■ **Assignment**
Repeat every entry below exactly.

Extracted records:
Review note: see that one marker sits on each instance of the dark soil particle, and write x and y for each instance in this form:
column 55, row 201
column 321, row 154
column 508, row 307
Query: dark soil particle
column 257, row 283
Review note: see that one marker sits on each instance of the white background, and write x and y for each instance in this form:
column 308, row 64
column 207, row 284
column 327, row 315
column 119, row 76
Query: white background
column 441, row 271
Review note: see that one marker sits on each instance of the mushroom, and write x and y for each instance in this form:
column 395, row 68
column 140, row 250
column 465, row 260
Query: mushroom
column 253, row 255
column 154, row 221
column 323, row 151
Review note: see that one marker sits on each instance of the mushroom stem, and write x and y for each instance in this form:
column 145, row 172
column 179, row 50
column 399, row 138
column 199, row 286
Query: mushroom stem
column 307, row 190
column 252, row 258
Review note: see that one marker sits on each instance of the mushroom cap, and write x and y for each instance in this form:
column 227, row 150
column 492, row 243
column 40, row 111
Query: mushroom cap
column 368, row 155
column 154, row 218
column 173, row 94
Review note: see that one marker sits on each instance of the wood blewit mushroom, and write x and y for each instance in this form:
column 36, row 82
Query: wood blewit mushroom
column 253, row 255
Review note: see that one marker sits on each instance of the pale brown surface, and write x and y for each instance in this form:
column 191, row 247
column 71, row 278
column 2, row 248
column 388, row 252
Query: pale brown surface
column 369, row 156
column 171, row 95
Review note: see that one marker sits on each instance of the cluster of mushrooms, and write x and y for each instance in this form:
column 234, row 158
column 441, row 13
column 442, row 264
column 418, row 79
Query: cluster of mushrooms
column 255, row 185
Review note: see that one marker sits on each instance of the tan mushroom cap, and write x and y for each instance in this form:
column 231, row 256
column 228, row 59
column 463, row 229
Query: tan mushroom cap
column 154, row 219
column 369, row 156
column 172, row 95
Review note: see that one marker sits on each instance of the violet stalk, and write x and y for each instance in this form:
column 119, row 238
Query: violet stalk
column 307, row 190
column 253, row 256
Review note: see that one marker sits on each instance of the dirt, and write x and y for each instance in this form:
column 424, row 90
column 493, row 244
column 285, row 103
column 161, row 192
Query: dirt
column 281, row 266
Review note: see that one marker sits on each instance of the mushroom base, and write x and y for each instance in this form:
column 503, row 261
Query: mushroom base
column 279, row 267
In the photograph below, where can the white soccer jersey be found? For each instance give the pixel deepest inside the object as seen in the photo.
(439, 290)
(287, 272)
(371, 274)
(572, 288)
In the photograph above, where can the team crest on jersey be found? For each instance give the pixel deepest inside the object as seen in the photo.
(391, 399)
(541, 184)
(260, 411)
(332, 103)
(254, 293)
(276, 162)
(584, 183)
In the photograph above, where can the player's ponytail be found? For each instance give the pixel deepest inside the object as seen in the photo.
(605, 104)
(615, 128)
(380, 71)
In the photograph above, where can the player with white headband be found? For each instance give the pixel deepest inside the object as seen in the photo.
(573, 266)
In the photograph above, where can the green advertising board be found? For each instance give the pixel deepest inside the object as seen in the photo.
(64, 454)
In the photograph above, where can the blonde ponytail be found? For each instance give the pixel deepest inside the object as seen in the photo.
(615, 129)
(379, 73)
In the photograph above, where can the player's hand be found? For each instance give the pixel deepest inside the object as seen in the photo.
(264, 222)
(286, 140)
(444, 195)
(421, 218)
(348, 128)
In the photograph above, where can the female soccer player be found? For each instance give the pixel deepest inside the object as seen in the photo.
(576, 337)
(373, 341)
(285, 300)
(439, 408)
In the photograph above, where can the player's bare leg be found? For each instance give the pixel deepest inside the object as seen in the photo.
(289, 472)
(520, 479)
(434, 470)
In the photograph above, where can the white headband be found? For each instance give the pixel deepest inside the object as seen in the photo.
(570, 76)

■ **Your solution**
Review note: see that one marker sits on each instance of the dark soil particle, and write x and y for each instance in this form:
column 55, row 201
column 321, row 154
column 508, row 307
Query: dark soil particle
column 257, row 283
Review note: see that one marker sits on each instance of the white background, and write x and y for each instance in this form:
column 308, row 64
column 207, row 284
column 327, row 315
column 119, row 76
Query: white background
column 441, row 271
Review note: see that one marker sits on each instance of the mushroom, and write x and y for each instance in this form:
column 395, row 68
column 140, row 250
column 465, row 260
Query: mushroom
column 253, row 255
column 154, row 221
column 323, row 151
Review note: see that one marker sits on each instance of the mushroom stem, and write x and y for each instance in this form:
column 145, row 172
column 179, row 50
column 399, row 138
column 199, row 286
Query: mushroom stem
column 307, row 190
column 252, row 258
Review note: see that one marker sits on each instance of the mushroom cap, and write x and y for each instance in this form:
column 227, row 150
column 492, row 243
column 40, row 111
Query: mushroom cap
column 368, row 155
column 154, row 218
column 173, row 94
Review note: see that one marker sits on each instance of the wood blewit mushroom, and write x and y for each instance in this form:
column 36, row 82
Query: wood blewit mushroom
column 253, row 255
Review note: see that one marker sits on each instance of the pale brown surface, and write x and y for each instance in this form:
column 191, row 247
column 71, row 278
column 2, row 248
column 388, row 252
Query: pale brown surface
column 369, row 156
column 171, row 95
Review note: see that one marker sits on each instance of the cluster of mushrooms, and write x and y for each instance in this form:
column 234, row 158
column 441, row 13
column 442, row 264
column 418, row 79
Query: cluster of mushrooms
column 255, row 185
Review note: see that one marker sits on each instance of the tan mushroom cap, and write x and y for each instance in this form:
column 231, row 256
column 228, row 59
column 463, row 229
Query: tan mushroom cap
column 154, row 219
column 369, row 156
column 172, row 95
Review note: see that one marker sits on each instance of the violet stalk, and write x and y for each instance in this form:
column 119, row 238
Query: violet stalk
column 307, row 190
column 253, row 256
Review note: see that one marker sits on each instance of the dirt, and write x and y for each instance in this form:
column 424, row 90
column 493, row 244
column 285, row 103
column 161, row 192
Query: dirt
column 281, row 266
Review note: see that one marker sits on each instance of the mushroom base, and write x and y for each instance in this form:
column 503, row 261
Query: mushroom base
column 279, row 267
In the photograph below, where can the white soccer jersey be found? For each instance give the pixel deepest inside the object as seen in the photo.
(439, 290)
(287, 272)
(371, 274)
(572, 288)
In the photograph above, where can the team crest on jersey be found? For each instance give the pixel deepest inside the object as seen in the photo.
(391, 399)
(541, 184)
(260, 411)
(332, 103)
(254, 293)
(276, 162)
(584, 183)
In the photograph above, where can the player's ponytail be found? For each instance give the pixel deepest inside the object as seen in the photo.
(605, 104)
(615, 128)
(380, 71)
In the photograph above, where can the player with white headband be found? For each instance give the pixel deepest inside the object as seen in the photo.
(573, 266)
In the photograph above, where can the green advertising board be found? For each instance give the pixel deepest inside the object as seen in the photo.
(64, 454)
In the photograph above, where can the blonde ponytail be found? For each instance give the pixel deepest inside the object as seen in the photo.
(615, 129)
(379, 73)
In the photograph above, where can the player's hand be found? For each instance give the pixel deepest inside the object as seen in the photo.
(264, 222)
(286, 140)
(444, 195)
(421, 218)
(348, 128)
In the photograph above, where can the female soccer player be found? For each instance give the pixel deepest inside the object as seen in the photo.
(576, 337)
(373, 341)
(285, 300)
(439, 408)
In the photograph above, where can the player's bare leg be found? For each instance give the pixel deepest inside the object as seen in the photo.
(289, 472)
(520, 479)
(434, 470)
In the photograph above, where can the white headband be found? For each instance give the pixel deepest inside the object as seen in the photo.
(570, 76)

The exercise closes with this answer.